About this task:
Write how many lines in the records below include the string "dark". No other text should be given.

====== Dataset extract

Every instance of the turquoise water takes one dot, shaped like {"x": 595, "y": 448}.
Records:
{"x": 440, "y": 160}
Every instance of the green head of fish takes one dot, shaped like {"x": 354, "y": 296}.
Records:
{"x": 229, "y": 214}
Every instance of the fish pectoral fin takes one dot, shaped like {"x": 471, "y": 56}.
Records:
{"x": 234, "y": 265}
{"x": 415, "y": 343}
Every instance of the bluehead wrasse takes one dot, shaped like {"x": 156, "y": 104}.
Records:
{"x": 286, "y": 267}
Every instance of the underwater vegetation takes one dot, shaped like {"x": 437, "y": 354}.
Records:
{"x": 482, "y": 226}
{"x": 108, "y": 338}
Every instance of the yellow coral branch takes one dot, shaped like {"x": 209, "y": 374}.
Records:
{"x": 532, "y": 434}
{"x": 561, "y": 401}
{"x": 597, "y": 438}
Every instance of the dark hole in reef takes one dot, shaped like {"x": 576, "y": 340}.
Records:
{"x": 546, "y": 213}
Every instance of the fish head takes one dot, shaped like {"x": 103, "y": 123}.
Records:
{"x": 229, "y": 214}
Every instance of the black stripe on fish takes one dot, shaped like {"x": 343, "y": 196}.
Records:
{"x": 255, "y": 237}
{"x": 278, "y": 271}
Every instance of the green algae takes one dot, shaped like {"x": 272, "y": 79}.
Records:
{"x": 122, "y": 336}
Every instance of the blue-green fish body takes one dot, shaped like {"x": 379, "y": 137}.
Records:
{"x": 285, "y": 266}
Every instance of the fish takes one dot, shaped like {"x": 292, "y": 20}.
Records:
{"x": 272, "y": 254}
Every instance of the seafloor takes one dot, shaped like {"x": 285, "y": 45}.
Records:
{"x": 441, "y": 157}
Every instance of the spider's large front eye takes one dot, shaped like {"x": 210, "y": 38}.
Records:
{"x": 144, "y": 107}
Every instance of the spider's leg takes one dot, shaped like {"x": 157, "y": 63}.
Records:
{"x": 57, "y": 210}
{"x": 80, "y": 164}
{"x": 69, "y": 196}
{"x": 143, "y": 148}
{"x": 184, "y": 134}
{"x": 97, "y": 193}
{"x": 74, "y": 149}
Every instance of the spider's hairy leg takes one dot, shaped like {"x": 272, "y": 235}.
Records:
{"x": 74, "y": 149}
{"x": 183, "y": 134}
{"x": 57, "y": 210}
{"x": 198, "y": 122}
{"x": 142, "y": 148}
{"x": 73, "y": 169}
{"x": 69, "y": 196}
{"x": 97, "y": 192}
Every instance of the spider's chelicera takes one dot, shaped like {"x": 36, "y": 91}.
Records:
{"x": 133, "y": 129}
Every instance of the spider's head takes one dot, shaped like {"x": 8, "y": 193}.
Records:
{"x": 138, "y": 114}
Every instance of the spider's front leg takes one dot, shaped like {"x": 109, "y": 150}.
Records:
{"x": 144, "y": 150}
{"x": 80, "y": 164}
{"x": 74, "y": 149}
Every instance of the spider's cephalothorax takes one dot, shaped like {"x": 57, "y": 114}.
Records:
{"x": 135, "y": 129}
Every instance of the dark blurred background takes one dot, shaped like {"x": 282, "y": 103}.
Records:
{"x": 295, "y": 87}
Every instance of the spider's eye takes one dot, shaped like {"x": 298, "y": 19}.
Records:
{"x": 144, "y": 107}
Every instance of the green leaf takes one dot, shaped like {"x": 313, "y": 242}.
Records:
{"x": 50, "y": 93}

============

Solution to this problem:
2